DIRECTION
Every entry here needs to be repeated exactly.

[Object location annotation data]

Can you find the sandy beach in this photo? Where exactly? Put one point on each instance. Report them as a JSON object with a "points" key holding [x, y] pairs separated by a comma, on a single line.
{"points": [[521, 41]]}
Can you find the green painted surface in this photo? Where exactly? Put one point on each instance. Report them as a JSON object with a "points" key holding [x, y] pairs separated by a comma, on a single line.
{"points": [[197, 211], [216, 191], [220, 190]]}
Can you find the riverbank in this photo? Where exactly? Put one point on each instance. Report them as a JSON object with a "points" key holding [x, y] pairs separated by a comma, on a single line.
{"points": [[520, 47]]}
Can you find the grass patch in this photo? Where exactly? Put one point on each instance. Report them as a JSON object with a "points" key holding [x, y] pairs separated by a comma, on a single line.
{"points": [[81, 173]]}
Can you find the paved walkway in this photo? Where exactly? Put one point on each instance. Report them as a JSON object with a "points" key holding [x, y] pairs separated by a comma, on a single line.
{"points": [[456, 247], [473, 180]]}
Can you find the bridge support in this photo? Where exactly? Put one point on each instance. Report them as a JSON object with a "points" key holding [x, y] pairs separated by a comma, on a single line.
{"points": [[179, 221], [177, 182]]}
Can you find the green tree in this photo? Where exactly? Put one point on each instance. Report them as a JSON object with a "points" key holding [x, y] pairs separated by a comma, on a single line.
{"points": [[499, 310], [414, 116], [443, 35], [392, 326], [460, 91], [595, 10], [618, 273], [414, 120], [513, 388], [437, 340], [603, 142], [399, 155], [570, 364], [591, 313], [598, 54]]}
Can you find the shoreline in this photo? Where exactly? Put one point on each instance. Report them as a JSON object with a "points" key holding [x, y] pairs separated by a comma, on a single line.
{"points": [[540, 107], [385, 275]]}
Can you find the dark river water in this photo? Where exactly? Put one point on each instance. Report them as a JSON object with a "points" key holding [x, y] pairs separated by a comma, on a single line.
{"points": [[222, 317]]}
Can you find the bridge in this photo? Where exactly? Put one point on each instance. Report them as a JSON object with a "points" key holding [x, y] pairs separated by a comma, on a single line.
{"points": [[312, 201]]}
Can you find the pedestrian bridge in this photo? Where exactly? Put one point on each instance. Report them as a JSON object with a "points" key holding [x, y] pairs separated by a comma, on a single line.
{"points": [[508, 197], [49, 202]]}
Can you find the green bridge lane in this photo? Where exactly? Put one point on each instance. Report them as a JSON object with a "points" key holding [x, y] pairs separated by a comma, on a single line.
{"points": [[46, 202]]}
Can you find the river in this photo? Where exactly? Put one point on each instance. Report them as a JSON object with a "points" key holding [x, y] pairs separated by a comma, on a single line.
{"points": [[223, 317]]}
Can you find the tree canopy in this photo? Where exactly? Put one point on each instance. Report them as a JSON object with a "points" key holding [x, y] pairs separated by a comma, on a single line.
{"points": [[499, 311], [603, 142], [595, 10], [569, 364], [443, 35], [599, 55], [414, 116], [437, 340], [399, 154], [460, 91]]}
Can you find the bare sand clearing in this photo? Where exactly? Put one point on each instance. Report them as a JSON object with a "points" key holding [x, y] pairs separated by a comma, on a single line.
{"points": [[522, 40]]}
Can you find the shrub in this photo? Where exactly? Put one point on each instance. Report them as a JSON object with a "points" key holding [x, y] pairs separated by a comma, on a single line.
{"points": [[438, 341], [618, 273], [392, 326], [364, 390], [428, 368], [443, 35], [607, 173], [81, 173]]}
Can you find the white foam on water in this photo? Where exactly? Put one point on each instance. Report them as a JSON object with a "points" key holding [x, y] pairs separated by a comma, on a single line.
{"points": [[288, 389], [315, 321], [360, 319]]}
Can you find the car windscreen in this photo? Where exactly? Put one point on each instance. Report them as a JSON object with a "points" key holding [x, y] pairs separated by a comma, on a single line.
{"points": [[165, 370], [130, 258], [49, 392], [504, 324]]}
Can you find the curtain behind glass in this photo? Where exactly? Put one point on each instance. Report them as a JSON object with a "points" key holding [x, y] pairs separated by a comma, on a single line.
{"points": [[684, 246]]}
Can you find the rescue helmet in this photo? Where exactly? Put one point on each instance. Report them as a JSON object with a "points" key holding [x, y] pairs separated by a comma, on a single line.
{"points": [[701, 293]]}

REPLY TO THE EXERCISE
Can you find the sandy beach in this photo? Where exactly? Put one point on each instance. Report them as a JSON object with a "points" key holding [x, y] pairs separated by a comma, on a single line.
{"points": [[521, 41]]}
Can you find the green painted surface in this photo? Where exactly? Put one point on each instance. Report them as a JSON object with a "points" key holding [x, y] pairs separated by a comma, on a single line.
{"points": [[197, 211], [216, 191], [220, 190]]}
Can you find the riverbank in this photo? Where exactly? Put one point on each instance. Report them as a JSON object with a "points" key holding [x, y] pairs separated by a comma, on a single line.
{"points": [[520, 47]]}
Can you find the grass patch in this photo? Where exactly? Put one point on each instance. Report them as a JSON object with a "points" key holding [x, y] pairs separated by a comma, on a single line.
{"points": [[81, 173]]}
Can you find the paved walkway in this photo? Where exactly? Put one point on each instance. Report them as a JSON object with a "points" key holding [x, y] pairs separated by a comma, on a single line.
{"points": [[456, 247], [473, 180]]}
Can you find the bridge support in this photo? Where exactly? Put one point on each instance. Report them as a JSON object with a "points" key holding [x, y] pairs separated by a comma, on a single line.
{"points": [[179, 221], [177, 182]]}
Can you find the green tree in this photo? Where exactly? Put one point on each instance. Report them as a JSON object with a "points" key holding [x, y] pairs separated by a comma, on a single line.
{"points": [[499, 310], [414, 116], [443, 35], [392, 326], [460, 91], [595, 10], [618, 273], [414, 120], [513, 388], [437, 340], [603, 142], [399, 155], [570, 364], [591, 313], [598, 54]]}
Can you find the shoreline in this photo? Where exactly? Put one point on each instance. Report them as a JSON object with a "points" key holding [x, y] pairs separated by a comma, on a single line.
{"points": [[540, 107], [385, 275]]}
Can you find the dark river water in this photo? Where exactly? Put one point on each instance. Report them as a JSON object with a "points" key holding [x, y] pairs separated by a comma, on a single line.
{"points": [[222, 317]]}
Can you find the bridge in this photo? Where exactly? Put one point on each instance. Report them as a JSON object with a "points" key holding [x, y] pairs separated by a comma, on a single line.
{"points": [[312, 201]]}
Can you find the pedestrian bridge in this photo? Where exactly? Put one point on each instance. Report them as a JSON object with a "points" key holding [x, y] pairs separated by a comma, on a single line.
{"points": [[508, 197], [49, 202]]}
Can you find the green bridge lane in this photo? Where exactly? Put one point on each instance. Report them as a JSON object with a "points" key holding [x, y] pairs separated by a comma, on a single line.
{"points": [[46, 202]]}
Can you find the river in this photo? Where exactly? Put one point on each instance. Report them as a JSON object with a "points" key holding [x, y] pairs separated by a comma, on a single line.
{"points": [[223, 317]]}
Can you find the tree canopy in this photo? Where exactly? Put one point on each instance. Report them as a JSON object with a "points" key holding [x, y] pairs separated by a comma, on a single line.
{"points": [[499, 311], [603, 142], [595, 10], [569, 364], [443, 35], [599, 55], [414, 116], [437, 340], [399, 154], [460, 91]]}
Can you find the bare sand clearing in this photo? Where exactly? Put one point on each instance. Report them as a JSON object with a "points" key holding [x, y] pairs separated by a comma, on a single line.
{"points": [[522, 40]]}
Can you find the shrub in this photo? Where exactly? Put one point on each instance. Report them as a JSON object with a "points" key holding [x, y] pairs separated by a comma, on a single line.
{"points": [[438, 341], [618, 273], [392, 326], [364, 390], [428, 368], [443, 35], [607, 173], [81, 173]]}
Can you find the white foam on water in this photo? Where exactly? Put one point on each instance. Report them as a JSON object with a "points" key holding [x, y] pairs separated by a comma, on a single line.
{"points": [[288, 389], [315, 321], [360, 319]]}
Can you find the car windscreen in this photo? Where exactly? Put one point on each instance. Report them as a JSON object with a "points" key holding [x, y] pairs separated by a comma, on a single line.
{"points": [[165, 370], [130, 258], [49, 392], [504, 324]]}
Can you find the curtain behind glass in this photo? Where exactly? Put one point on each instance. Report them as a JSON object with a "points" key holding [x, y] pairs separated by a comma, on a single line.
{"points": [[684, 246]]}
Can you find the rescue helmet in this photo? Where exactly? Put one point on each instance. Report them as a JSON object with a "points" key holding [x, y] pairs separated by a comma, on a single line.
{"points": [[701, 293]]}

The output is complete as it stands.